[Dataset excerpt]
###

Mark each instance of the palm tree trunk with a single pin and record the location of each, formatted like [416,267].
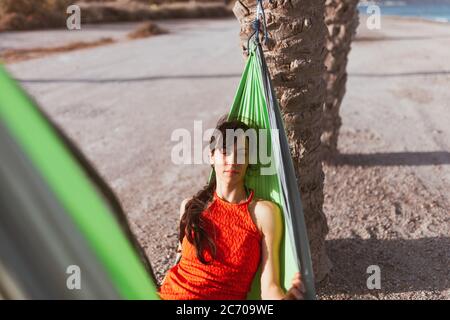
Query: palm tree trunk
[341,18]
[295,58]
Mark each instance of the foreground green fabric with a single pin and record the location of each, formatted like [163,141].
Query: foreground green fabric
[255,104]
[74,192]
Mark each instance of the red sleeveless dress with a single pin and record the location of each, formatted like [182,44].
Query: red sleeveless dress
[238,252]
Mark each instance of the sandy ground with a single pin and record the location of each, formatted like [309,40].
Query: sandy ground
[386,196]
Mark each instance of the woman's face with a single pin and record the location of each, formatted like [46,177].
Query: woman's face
[230,164]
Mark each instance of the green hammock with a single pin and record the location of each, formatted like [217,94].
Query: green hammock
[255,104]
[56,212]
[43,172]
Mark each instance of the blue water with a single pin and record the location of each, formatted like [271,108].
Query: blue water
[435,12]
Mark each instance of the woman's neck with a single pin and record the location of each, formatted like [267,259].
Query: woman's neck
[231,193]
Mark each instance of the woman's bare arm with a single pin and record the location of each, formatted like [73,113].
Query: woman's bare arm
[269,219]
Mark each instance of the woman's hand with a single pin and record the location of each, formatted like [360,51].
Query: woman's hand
[297,291]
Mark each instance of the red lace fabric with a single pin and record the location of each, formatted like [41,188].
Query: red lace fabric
[238,252]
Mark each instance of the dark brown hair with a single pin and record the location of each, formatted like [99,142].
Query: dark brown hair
[192,224]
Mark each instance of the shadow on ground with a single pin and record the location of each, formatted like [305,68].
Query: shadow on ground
[406,265]
[393,159]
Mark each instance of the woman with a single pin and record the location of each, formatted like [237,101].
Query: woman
[225,233]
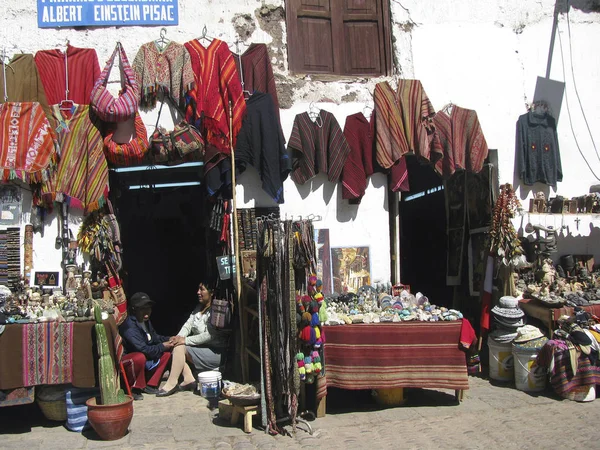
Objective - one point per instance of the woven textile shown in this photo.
(18, 396)
(217, 83)
(555, 355)
(317, 147)
(168, 71)
(107, 107)
(13, 257)
(82, 177)
(83, 69)
(23, 82)
(27, 143)
(47, 353)
(462, 141)
(382, 356)
(3, 258)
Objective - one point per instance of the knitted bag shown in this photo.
(174, 146)
(119, 109)
(131, 153)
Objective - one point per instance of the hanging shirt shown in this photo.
(23, 83)
(461, 141)
(316, 147)
(27, 143)
(538, 156)
(217, 83)
(168, 71)
(256, 72)
(358, 132)
(82, 176)
(82, 64)
(403, 122)
(261, 144)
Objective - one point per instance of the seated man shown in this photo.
(146, 352)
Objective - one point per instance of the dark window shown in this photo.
(340, 37)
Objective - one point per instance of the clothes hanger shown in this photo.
(162, 41)
(448, 108)
(4, 66)
(367, 111)
(314, 114)
(205, 36)
(66, 104)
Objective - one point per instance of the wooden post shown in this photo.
(238, 278)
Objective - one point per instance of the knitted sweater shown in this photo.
(538, 156)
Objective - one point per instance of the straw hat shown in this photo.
(508, 308)
(528, 333)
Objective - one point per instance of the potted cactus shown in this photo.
(110, 417)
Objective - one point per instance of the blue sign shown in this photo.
(101, 13)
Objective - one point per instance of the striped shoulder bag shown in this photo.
(102, 102)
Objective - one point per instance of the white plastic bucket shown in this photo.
(502, 365)
(209, 384)
(529, 377)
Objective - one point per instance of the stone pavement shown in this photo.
(491, 416)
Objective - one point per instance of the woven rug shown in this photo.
(18, 396)
(13, 253)
(47, 353)
(3, 258)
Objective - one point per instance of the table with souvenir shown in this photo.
(385, 338)
(47, 337)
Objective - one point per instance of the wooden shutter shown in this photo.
(343, 37)
(310, 39)
(364, 37)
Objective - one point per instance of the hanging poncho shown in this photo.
(27, 143)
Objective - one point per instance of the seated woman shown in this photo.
(147, 352)
(198, 343)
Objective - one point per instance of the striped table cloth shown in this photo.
(397, 355)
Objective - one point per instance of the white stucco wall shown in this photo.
(478, 54)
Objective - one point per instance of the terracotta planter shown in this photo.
(110, 421)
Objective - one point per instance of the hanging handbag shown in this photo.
(221, 311)
(130, 153)
(184, 143)
(102, 102)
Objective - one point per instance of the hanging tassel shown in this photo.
(313, 335)
(315, 320)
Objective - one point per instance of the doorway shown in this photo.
(423, 244)
(165, 245)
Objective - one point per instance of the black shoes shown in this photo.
(189, 387)
(163, 393)
(150, 390)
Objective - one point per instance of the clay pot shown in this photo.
(110, 422)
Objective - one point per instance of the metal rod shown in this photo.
(236, 247)
(553, 36)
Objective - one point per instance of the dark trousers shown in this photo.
(136, 373)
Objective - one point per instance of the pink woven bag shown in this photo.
(107, 107)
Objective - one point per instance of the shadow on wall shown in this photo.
(586, 6)
(524, 190)
(575, 242)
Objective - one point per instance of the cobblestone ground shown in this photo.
(491, 416)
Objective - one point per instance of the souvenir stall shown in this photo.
(398, 341)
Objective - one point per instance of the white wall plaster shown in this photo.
(479, 54)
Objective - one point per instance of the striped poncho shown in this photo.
(317, 147)
(27, 143)
(82, 176)
(359, 164)
(217, 83)
(461, 140)
(403, 122)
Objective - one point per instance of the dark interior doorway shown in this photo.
(423, 246)
(164, 249)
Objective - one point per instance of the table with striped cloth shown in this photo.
(396, 355)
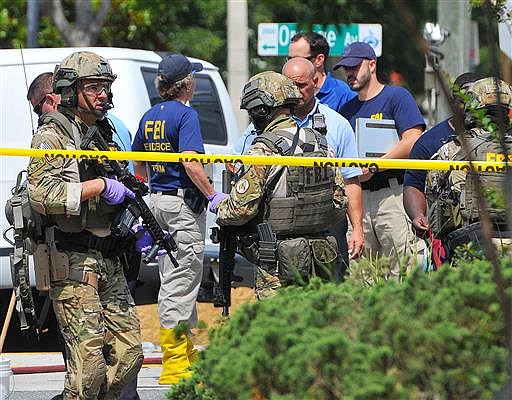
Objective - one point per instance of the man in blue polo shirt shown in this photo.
(424, 149)
(387, 229)
(330, 91)
(340, 138)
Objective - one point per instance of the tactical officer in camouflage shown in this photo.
(453, 212)
(283, 212)
(90, 297)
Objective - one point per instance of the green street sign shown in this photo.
(274, 38)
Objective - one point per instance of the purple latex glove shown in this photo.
(144, 240)
(215, 199)
(115, 192)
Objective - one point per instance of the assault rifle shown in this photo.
(135, 208)
(17, 212)
(225, 236)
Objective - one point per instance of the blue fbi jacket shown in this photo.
(170, 126)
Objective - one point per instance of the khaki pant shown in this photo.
(387, 228)
(179, 286)
(100, 328)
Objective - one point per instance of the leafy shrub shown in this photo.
(433, 336)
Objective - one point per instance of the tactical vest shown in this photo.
(452, 201)
(301, 200)
(94, 213)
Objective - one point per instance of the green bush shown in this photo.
(433, 336)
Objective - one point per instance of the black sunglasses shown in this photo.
(310, 58)
(38, 108)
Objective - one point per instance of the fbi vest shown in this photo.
(452, 200)
(301, 200)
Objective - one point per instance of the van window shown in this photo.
(206, 102)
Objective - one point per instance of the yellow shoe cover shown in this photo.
(192, 353)
(175, 359)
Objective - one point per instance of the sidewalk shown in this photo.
(40, 385)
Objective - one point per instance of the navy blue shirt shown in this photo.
(334, 93)
(424, 148)
(393, 102)
(172, 127)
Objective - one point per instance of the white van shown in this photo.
(134, 93)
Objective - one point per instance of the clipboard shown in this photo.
(375, 137)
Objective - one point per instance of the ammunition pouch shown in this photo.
(42, 267)
(298, 258)
(194, 199)
(472, 233)
(83, 242)
(294, 260)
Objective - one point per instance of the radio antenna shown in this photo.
(26, 85)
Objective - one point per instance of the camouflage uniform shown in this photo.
(90, 296)
(244, 202)
(452, 201)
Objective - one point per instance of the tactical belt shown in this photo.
(81, 275)
(82, 242)
(172, 192)
(381, 182)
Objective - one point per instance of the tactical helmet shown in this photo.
(489, 92)
(80, 65)
(269, 89)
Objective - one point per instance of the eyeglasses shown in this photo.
(38, 108)
(97, 87)
(310, 58)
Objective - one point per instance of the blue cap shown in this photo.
(355, 54)
(175, 67)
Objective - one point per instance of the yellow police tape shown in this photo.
(373, 164)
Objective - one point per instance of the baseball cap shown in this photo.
(355, 54)
(175, 67)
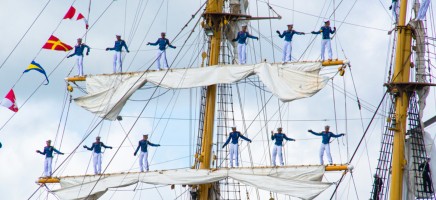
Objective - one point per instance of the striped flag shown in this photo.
(9, 101)
(73, 14)
(53, 43)
(36, 67)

###

The exercise
Please render all the records above as a two-column CSV with the headers text and answer, one row per record: put each record's text and its answer in their own quoted fields, with line breaks turned into spaces. Leave the pictures out.

Answer to the exercise
text,answer
"Mark each instance of the palm tree trunk with a single pin and record the location of each, formatted like [416,267]. Query: palm tree trunk","[341,18] [295,58]"
"Mark each instance of the foreground green fabric with a single pin and record the location of each, formatted like [163,141]. Query: foreground green fabric","[255,104] [74,192]"
"Mark each instance of the red sleeveless dress with a single pin and record the location of each, formatted like [182,44]. Query: red sleeveless dress","[238,252]"
"Mark each instance of the sandy ground with a single pin and record the location of each, formatted like [309,40]. Query: sandy ground","[386,196]"
"Mark each instance of the woman's face with a single pin and record the location of each, formatted like [46,177]. Query: woman's face","[230,164]"
"Mark each instance of the green hammock with a single pin and record the location of each, formatted like [217,94]. Query: green hammock","[255,104] [56,212] [43,172]"
"Mark each instance of the blue water with a single pin and record the location of each, formatted like [271,108]. Query: blue water","[435,12]"
"Mark each instance of the woman's neck with a single pin and record the location of each, formatted like [267,259]. Query: woman's neck","[231,193]"
"Mark each instance of the woman's bare arm with a single pin and record the location of each, formatted like [73,113]. Query: woman's bare arm","[269,219]"
"Mark each instance of the woman's hand with a single pin and record the location of each, formatted like [360,51]. Query: woman's hand","[297,291]"
"Mark each instance of the red lace fabric with a single pin and record the location of each, formatted like [41,188]. Query: red lace fabric","[238,252]"
"Mark each instance of the dark brown hair with a single pin and record the location of each, formatted like [99,142]. Query: dark brown hair","[192,224]"
"Mark each instance of the shadow on ground with a single pin and record the location of each, formatted like [305,68]. Query: shadow on ground","[406,265] [393,159]"
"Mark each instance of the woman with a single pin and record the location of each, formatted like [237,101]. Query: woman","[225,233]"
"Objective - one point per instance of the woven textile shown in this photo.","(18, 396) (217, 83) (555, 355) (317, 147) (168, 71) (107, 107) (13, 257) (82, 177) (83, 69) (23, 82) (27, 143) (47, 353) (462, 141) (382, 356) (3, 258)"
"Objective - one point per instance of the knitted bag shown in this photo.","(174, 146) (119, 109) (131, 153)"
"Objective - one point per instance of the hanging shirt shown in this photo.","(23, 83) (461, 141) (316, 147) (27, 143) (538, 156) (217, 83) (168, 71) (256, 72) (358, 132) (82, 176) (82, 64) (403, 122) (261, 144)"
"Objective - one point per instance of the seated man shown in this photo.","(146, 352)"
"Objective - one point per instance of the dark window shown in this photo.","(340, 37)"
"Objective - one point per instance of the clothes hanger shown in this photo.","(162, 41) (448, 108) (4, 66) (367, 111) (314, 114) (205, 36) (66, 104)"
"Objective - one point per instance of the wooden post shown in this photo.","(238, 278)"
"Objective - one point per instance of the knitted sweater shown in this photo.","(538, 156)"
"Objective - one point per instance of the straw hat shown in this photo.","(508, 308) (528, 333)"
"Objective - one point per instance of the potted cactus shown in this photo.","(110, 417)"
"Objective - one point per instance of the blue sign shown in this photo.","(101, 13)"
"Objective - one point per instance of the striped shoulder bag shown in this photo.","(102, 102)"
"Objective - one point per instance of the white plastic bucket shown in this photo.","(502, 365) (209, 384) (529, 377)"
"Objective - one point per instance of the stone pavement shown in this photo.","(491, 416)"
"Objective - one point per instance of the woven rug shown in this photo.","(18, 396) (13, 253) (47, 353) (3, 258)"
"Objective - one point per instance of the table with souvenir shown in this photo.","(385, 338) (47, 337)"
"Objective - one point per instance of the wooden shutter shown in this photo.","(343, 37) (310, 39) (364, 37)"
"Objective - one point per instance of the hanging poncho shown in this photo.","(27, 143)"
"Objective - one point per instance of the seated woman shown in this photo.","(147, 352) (198, 343)"
"Objective - one point per instance of the striped table cloth shown in this photo.","(397, 355)"
"Objective - one point per instance of the white stucco wall shown in this photo.","(478, 54)"
"Objective - one point per instance of the terracotta planter shown in this photo.","(110, 421)"
"Objective - one point per instance of the hanging handbag shown in this photo.","(221, 311) (130, 153) (184, 143) (102, 102)"
"Objective - one point per instance of the hanging tassel shown in this photo.","(313, 335) (315, 320)"
"Objective - one point per instance of the doorway shown in this photo.","(423, 244) (165, 245)"
"Objective - one point per instance of the black shoes shown in this photo.","(189, 387) (163, 393) (150, 390)"
"Objective - one point per instance of the clay pot shown in this photo.","(110, 422)"
"Objective - one point per instance of the metal rod shown in this photo.","(236, 247) (553, 36)"
"Objective - one point per instance of the dark trousers shown in this photo.","(136, 373)"
"Objective - one point per instance of the pink woven bag shown in this photo.","(107, 107)"
"Objective - one point per instance of the shadow on wall shown in this photo.","(586, 6) (524, 190) (575, 242)"
"Objective - one point per instance of the cobblestone ground shown in this photo.","(491, 416)"
"Objective - one point per instance of the souvenir stall shown in this photo.","(398, 341)"
"Objective - one point per instance of the white wall plaster shown in this photo.","(479, 54)"
"Objective - one point per instance of the striped poncho shown in this photo.","(317, 147) (27, 143) (82, 176) (359, 164) (217, 83) (461, 140) (403, 122)"
"Objective - one point per instance of the dark interior doorway shown in this photo.","(423, 246) (164, 249)"
"Objective - one point per instance of the table with striped cloth shown in this photo.","(396, 355)"
"Objective - one point per instance of the man in blue polo shirt shown in this photo.","(424, 149) (387, 229) (330, 91) (340, 138)"
"Objective - one point per instance of the tactical officer in camouflage shown in this photo.","(453, 212) (283, 212) (90, 297)"
"Objective - one point per instance of the green street sign shown in this photo.","(274, 38)"
"Objective - one point per instance of the purple latex glove shown in this photo.","(144, 240) (215, 199) (115, 192)"
"Objective - one point per instance of the assault rifle shown in this photo.","(135, 208) (17, 212) (225, 236)"
"Objective - one point per instance of the blue fbi jacket shown in this photo.","(170, 126)"
"Objective - one point per instance of the khaki pant shown in this photo.","(387, 228) (179, 286) (100, 328)"
"Objective - one point per instance of the leafy shrub shown in this photo.","(433, 336)"
"Objective - one point per instance of the tactical vest shown in this photo.","(452, 201) (301, 200) (94, 213)"
"Objective - one point per instance of the green bush shown in this photo.","(433, 336)"
"Objective - one point per instance of the black sunglasses shown in this photo.","(310, 58) (38, 108)"
"Objective - one point per instance of the fbi vest shown in this photo.","(452, 200) (301, 200)"
"Objective - one point per instance of the van window shown in this photo.","(206, 102)"
"Objective - one point per instance of the yellow shoe cover shown in this photo.","(192, 353) (175, 359)"
"Objective - one point per instance of the sidewalk shown in this photo.","(40, 385)"
"Objective - one point per instance of the navy blue shirt shown in this photo.","(334, 93) (424, 148) (393, 102) (172, 127)"
"Objective - one point per instance of the white van shown in this photo.","(134, 93)"
"Objective - one point per instance of the clipboard shown in this photo.","(375, 137)"
"Objective - one point per instance of the ammunition pouch shown in this photo.","(42, 267) (298, 258) (194, 199) (472, 233) (83, 242) (294, 260)"
"Objective - one point per instance of the radio antenna shown in this photo.","(26, 85)"
"Objective - one point per instance of the camouflage uniform shown in this photo.","(90, 296) (244, 202) (452, 201)"
"Objective - one point per instance of the tactical belt shown in this photo.","(81, 275) (82, 242) (172, 192) (381, 182)"
"Objective - one point per instance of the tactical helmet shown in this photo.","(489, 92) (80, 65) (269, 89)"
"Objective - one point per instance of the eyeglasses shown in this photo.","(38, 108) (97, 87) (310, 58)"
"Objective - one point per instance of the blue cap shown in this photo.","(355, 54) (175, 67)"
"Objective - one point per instance of the yellow police tape shown in this photo.","(373, 164)"
"Objective - one point per instance of the baseball cap shown in this photo.","(355, 54) (175, 67)"
"Objective - one point per instance of the striped flag shown in this photo.","(9, 101) (73, 14) (53, 43) (36, 67)"